* _Instruction_
Please swap "white court line" for "painted boundary line" in the records from the line with "court line in" up to and including the line with "[0,380,557,418]", and return only those lines with everything else unchanged.

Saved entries
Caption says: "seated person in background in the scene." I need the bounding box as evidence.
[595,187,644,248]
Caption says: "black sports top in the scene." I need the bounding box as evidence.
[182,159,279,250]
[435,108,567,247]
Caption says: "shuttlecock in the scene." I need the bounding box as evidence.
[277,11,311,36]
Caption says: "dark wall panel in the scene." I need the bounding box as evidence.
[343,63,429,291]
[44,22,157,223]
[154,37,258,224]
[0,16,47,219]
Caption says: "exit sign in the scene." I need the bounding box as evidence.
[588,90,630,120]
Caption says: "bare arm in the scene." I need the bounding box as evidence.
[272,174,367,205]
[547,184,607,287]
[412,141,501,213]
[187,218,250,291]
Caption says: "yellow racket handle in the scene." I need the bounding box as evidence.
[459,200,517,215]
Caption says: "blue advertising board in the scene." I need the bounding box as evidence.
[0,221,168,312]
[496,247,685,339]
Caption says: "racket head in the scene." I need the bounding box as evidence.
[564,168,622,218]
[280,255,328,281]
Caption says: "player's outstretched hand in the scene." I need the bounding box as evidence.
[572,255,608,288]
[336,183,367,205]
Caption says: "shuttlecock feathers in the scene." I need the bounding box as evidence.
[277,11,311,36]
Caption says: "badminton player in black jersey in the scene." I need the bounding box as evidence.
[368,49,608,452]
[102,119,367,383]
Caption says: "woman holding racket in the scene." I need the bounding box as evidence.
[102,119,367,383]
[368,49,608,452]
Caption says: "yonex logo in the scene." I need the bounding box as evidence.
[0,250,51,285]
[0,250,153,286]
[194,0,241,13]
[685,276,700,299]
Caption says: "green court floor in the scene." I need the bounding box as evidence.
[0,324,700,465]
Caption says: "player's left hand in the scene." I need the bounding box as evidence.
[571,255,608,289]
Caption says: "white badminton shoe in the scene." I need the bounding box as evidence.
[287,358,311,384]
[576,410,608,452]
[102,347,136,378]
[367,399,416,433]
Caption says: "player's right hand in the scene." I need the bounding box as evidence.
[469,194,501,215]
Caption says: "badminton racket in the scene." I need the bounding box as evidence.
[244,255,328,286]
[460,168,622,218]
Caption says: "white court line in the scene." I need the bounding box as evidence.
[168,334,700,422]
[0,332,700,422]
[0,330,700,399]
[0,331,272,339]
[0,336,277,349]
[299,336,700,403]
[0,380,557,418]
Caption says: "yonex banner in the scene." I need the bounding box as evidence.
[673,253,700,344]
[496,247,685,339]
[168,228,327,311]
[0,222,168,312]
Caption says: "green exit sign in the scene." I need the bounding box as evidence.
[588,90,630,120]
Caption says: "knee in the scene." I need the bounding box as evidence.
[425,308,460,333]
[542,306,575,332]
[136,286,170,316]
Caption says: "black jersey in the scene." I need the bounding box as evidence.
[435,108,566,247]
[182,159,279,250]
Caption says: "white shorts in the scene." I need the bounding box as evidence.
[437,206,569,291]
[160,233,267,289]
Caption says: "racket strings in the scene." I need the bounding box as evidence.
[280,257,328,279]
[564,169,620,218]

* _Answer to this task_
Caption says: "painted boundary line in the scene." I need the bounding box as evidence.
[168,334,700,422]
[0,332,700,422]
[0,330,700,399]
[0,331,272,339]
[0,336,277,349]
[299,336,700,403]
[0,380,557,418]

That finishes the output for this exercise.